Task requirements =>
1) Do these statements agree with the column on Zimbabwe's elections? (a) Mugabe left office after 37 years. (b) Bishop Lazarus writes a column for The Herald. (c) The Mark Twain quotation dates from the 20th century. Answer yes or no for each, quoting the column's deciding words.
2) Write the next part of the column on Zimbabwe's elections, picking up after its final sentence.

By Hildegade Manzvanzvike
The holding of the harmonised elections sometime this year will be the highpoint for judging Operation Restore Legacy and the subsequent events that saw former President Robert Mugabe stepping down from office after 37 years.
This will also be the biggest test for President Mnangagwa, who will contest the presidential election on a Zanu-PF ticket, more so when he has made it very clear that Zimbabwe will deliver a free, fair, credible and violence free election.
Four months into the new dispensation, there is need for all and sundry to reflect on the events of those past few months, and to put on our thinking caps and ask: What is it that I can do for Zimbabwe in this new era? Instead of, What is it that Zimbabwe can do for me? Although the relationship is interlinked.
It is very easy to miss the mark, when one is so close to realising their dream, especially among some Zanu-PF cadres. Overzealousness can cost the party big time. When suddenly a country as small as Zimbabwe has more than 100 political parties, all claiming to contest the forthcoming elections, you realise that most of them are devil’s advocates, whose wish is to see ED’s fortunes wane.
The sooner the Commissariat department in Zanu-PF takes a fame stand on certain behaviours, the better.
We know that Mugabe called the shots in Zanu-PF since the early 1960s. He was among the nationalists that worked hard for the independence of Zimbabwe, and that came with power and privileges.
He never realised that one day he would be called “former president”, so too his wife former First Lady Grace Mugabe. But to everything, there is a beginning and an end. We can call them attention seekers; a selfish lot and self-centred, but these are people who lived like there was no tomorrow.
The spirit to control and even own Zimbabwe and its people is still reining supreme, but we know that soon and very soon they will calm down and realise that the baton stick was not meant for one person or family.
Even Ian Douglas Smith after declaring that not in a thousand years will a black man rule the then Rhodesia, had to give in. He did not do so quietly. The public domain is full of epithets and other schemes he tried, but it did not work.
The same with Mugabe. He should not be allowed to self-destruct the work he did for this nation for more than five decades. He must be made to understand that Operation Restore Legacy was for the common good, him included, and the nationalists and war veterans who brought freedom to this country.
To shred his legacy would automatically mean that we are complicit in shredding the legacy of our hard won independence.
This is why The Sunday Mail columnist Bishop Lazarus cautioned the Zanu-PF youths about the reckless abandon they displayed while chanting their party slogan and said: “Pasi naMugabe!”
Bishop Lazarus protested, “No, no, no! Let’s not fall into Jonathan’s (Moyo) evil trap. That is exactly what he wants, and we should never, ever give it to him.”
Because they were using the wisdom of his world, they nearly fell into the enemy’s hands. American fiction writer Mark Twain gives a good summation of handing oneself into enemy hands when he wrote in the 19th century: “An enemy can partly ruin a man, but it takes a good-natured, injudicious friend to complete the thing and make it perfect.” Both the former president and the overenthusiastic cadres in Zanu-PF were falling in the same enemy’s hands.

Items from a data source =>

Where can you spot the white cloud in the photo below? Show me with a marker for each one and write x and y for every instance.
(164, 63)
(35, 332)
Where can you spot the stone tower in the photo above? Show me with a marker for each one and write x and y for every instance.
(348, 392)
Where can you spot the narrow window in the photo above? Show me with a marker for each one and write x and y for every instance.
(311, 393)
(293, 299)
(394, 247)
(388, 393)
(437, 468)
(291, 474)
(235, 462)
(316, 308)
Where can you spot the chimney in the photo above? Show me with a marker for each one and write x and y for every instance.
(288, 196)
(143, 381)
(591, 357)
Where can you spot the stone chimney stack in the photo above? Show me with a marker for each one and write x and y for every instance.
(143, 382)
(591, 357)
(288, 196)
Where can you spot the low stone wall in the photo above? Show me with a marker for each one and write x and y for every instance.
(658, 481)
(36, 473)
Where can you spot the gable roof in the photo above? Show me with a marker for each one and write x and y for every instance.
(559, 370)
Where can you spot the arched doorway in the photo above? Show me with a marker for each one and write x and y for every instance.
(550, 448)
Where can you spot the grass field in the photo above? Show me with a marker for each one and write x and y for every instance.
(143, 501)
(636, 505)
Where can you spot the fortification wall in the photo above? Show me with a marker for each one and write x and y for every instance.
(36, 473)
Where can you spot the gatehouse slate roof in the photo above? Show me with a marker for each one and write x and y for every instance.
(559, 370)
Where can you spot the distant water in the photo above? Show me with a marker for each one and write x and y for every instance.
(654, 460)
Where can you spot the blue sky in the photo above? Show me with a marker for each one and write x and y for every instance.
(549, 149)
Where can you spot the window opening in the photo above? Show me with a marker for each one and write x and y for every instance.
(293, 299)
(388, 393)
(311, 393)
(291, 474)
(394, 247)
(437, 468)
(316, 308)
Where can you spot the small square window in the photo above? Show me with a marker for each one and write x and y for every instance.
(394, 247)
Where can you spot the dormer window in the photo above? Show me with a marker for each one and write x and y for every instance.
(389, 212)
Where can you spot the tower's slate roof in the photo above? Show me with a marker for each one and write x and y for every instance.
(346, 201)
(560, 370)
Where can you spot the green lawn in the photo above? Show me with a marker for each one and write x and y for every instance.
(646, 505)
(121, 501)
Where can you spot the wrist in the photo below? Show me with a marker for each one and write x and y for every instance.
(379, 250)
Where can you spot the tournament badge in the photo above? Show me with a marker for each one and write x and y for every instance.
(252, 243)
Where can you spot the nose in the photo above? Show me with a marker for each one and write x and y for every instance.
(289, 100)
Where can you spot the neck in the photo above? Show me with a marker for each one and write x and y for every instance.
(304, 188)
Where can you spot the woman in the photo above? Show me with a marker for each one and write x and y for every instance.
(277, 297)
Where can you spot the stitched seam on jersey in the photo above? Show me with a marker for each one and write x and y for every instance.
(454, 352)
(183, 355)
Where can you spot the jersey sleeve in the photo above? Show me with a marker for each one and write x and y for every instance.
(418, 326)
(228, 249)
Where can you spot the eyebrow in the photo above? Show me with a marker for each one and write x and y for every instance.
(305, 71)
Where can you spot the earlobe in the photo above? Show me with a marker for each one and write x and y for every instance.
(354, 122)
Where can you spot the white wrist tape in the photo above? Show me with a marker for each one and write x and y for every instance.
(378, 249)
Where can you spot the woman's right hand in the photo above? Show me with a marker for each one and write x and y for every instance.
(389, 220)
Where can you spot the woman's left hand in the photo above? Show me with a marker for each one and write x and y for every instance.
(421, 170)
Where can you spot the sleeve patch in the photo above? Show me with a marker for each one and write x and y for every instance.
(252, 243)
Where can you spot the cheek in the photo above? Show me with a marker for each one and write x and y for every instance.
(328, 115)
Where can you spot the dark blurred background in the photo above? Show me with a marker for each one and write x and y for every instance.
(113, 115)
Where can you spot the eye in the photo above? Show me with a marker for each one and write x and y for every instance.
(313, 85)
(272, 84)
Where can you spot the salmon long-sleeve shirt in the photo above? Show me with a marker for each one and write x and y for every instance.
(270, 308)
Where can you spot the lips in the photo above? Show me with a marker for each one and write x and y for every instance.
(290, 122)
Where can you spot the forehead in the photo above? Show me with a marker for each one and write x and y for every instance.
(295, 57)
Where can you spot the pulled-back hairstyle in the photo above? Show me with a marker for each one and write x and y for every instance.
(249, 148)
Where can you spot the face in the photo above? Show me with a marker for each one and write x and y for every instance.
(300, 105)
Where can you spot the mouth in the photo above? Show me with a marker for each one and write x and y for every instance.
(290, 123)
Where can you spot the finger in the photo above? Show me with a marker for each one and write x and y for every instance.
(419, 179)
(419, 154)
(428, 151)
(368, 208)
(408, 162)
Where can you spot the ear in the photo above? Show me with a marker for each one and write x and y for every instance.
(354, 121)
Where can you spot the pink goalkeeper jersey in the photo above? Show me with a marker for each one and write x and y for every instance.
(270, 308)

Expected results =>
1)
(a) Yes: "former President Robert Mugabe stepping down from office after 37 years."
(b) No: "The Sunday Mail columnist Bishop Lazarus"
(c) No: "when he wrote in the 19th century"

2)
When President Mnangagwa’s mantra has become, “Zimbabwe is open for business”, the youths should not expend their much needed energy on an individual who is already out of the way, an iconic figure, who thinks that Zimbabwe and its people are his personal property, at the same time giving the impression that him, and him alone took ZANU-PF from the muddy places into independence. If he cannot lead it, then nobody else should, especially President Mnangagwa.
These are delicate moments for ZANU-PF and Zimbabwe. What makes it worse is that there is also a lot of intra-party fighting in the opposition MDC-T, as they are tearing each other apart for the top leadership position that fell vacant after Morgan Tsvangirai, who had been at the helm since 1999, died in February this year.
ZANU-PF can, therefore, ill afford to display the same, just because Ambrose Mutinhiri who attended the Extraordinary Congress that endorsed ED’s Presidency is now badmouthing the whole process, and forming an opposition party, endorsed by the former president.
Vigilance is the watchword. So, why make it look like the 94-year-old can regain the power he lost? That he has decided to back some opposition outfit and use his home as a party headquarters is neither here nor there.
And no one should lose sleep just because Joice Teurai Ropa Mujuru and Thokozani Khupe of MDC-T have been to the Blue Roof mansion in Borrowdale Brooke. The private visit to South Africa last week is also neither here nor there. He wants to be felt.
If people are serious about the party, they should reflect on the blunder of making him Zanu-PF’s 2018 presidential candidate. They should check the Biometric Voter Registration statistics from its inception up to the time the former president stepped down, and how the numbers dramatically increased after that.
Zanu-PF must realise that they were faced with many scenarios: the 2008 “bhora musango”, spoilt votes and total voter apathy.
The writer is aware of a number of people, who had declared that they would only vote if forced to do so, but their vote would be their secret. Some were even saying they would not vote, because there was no revolution to defend. That’s the trap Bishop Lazarus is talking about: destroying Zanu-PF from within.
In Abraham Lincoln’s description, the behaviour of the criminal cabal that surrounded Mugabe and his family looked like someone swearing: “I destroy my enemy when I make him my friend.”
This is my final point of departure. Some schools of thought argue that the manipulation of the former president was through his young wife. An age difference of more than forty years means that in most cases you see life differently.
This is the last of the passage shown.